> **Stated problem**
Identify every line in the items below that contains the word "would", matching case exactly, and copy each such line in full.

══ Stored rows

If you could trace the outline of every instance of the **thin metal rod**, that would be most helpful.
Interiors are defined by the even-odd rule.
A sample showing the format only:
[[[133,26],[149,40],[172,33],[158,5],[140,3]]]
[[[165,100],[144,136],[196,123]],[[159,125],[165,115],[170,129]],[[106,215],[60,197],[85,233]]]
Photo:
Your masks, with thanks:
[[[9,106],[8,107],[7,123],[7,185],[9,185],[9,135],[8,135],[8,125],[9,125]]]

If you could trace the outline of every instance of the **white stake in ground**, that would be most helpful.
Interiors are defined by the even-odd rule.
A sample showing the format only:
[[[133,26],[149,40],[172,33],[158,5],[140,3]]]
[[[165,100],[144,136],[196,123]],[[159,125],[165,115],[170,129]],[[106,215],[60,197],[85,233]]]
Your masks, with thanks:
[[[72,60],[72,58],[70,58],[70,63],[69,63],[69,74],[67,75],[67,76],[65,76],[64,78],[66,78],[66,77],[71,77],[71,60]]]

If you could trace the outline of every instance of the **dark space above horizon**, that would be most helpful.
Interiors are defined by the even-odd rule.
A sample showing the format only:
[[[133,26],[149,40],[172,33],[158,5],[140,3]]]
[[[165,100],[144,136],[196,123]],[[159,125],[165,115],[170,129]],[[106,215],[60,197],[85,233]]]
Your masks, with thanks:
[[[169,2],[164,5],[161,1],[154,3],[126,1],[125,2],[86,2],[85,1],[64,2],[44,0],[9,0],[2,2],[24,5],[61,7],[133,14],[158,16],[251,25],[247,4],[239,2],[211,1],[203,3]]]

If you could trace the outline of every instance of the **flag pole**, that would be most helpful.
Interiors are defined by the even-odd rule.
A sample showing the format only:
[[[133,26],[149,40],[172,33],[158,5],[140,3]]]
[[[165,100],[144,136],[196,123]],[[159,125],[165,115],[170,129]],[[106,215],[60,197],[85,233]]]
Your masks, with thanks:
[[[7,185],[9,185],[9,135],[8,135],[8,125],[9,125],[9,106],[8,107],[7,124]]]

════

> **The reply**
If you could trace the outline of every instance of the **thin metal rod**, that would be most helpful.
If you could trace the outline of every instance of the **white stake in ground**, that would be most helpful.
If you could trace the outline of every instance of the **dark space above horizon**, that would be most helpful.
If you could trace the outline of every instance of the **flag pole**, that would be most helpful.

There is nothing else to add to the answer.